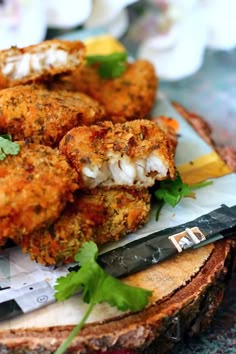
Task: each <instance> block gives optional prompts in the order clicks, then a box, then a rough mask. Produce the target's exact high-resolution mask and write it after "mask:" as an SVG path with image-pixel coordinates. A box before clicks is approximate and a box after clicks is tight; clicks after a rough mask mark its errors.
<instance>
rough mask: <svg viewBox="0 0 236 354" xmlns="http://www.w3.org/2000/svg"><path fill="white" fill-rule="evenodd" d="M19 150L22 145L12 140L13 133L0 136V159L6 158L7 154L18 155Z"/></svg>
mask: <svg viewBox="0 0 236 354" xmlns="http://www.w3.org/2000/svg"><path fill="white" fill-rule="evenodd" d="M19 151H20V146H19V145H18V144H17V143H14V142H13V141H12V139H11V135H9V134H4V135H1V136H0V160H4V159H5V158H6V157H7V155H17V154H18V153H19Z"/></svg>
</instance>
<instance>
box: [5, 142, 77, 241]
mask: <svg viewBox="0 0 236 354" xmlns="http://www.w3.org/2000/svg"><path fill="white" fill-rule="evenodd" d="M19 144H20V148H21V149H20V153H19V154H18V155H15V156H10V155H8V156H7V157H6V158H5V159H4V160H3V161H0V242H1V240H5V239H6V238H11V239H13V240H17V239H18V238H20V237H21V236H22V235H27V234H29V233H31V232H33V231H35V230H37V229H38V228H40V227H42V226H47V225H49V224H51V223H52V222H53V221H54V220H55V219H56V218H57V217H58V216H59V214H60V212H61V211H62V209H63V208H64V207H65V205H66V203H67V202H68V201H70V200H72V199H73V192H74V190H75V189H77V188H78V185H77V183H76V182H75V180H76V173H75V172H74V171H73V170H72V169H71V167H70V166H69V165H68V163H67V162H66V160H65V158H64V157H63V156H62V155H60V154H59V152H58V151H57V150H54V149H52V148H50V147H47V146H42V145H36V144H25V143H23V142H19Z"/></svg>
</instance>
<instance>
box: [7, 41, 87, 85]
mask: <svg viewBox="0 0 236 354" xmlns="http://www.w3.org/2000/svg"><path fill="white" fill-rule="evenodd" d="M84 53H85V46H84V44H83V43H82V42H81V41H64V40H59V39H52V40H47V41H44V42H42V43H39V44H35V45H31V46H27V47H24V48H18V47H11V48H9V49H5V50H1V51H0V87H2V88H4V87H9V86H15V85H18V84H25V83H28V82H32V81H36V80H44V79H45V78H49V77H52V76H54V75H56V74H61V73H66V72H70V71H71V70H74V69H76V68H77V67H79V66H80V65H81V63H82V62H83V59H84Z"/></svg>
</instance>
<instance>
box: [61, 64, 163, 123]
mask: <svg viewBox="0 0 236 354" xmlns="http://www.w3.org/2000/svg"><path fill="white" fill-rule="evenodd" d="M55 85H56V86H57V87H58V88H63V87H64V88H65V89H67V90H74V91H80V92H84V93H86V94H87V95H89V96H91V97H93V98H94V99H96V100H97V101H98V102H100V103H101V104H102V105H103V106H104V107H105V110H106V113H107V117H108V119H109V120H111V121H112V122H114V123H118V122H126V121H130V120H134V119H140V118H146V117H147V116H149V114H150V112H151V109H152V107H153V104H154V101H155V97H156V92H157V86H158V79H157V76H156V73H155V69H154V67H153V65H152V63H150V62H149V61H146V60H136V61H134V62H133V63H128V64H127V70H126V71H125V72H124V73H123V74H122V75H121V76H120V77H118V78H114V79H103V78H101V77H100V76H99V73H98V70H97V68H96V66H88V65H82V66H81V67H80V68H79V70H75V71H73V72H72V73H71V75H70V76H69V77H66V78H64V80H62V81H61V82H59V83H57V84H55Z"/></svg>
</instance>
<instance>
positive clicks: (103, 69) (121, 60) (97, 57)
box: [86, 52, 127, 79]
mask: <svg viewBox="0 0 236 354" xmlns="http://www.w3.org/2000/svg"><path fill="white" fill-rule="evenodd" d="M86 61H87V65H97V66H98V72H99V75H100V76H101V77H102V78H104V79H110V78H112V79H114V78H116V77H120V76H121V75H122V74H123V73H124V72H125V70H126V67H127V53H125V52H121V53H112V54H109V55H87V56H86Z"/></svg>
*****
Problem description: How many lines of the records contain the word "clicks"? Reply with the number alone.

Written answer: 2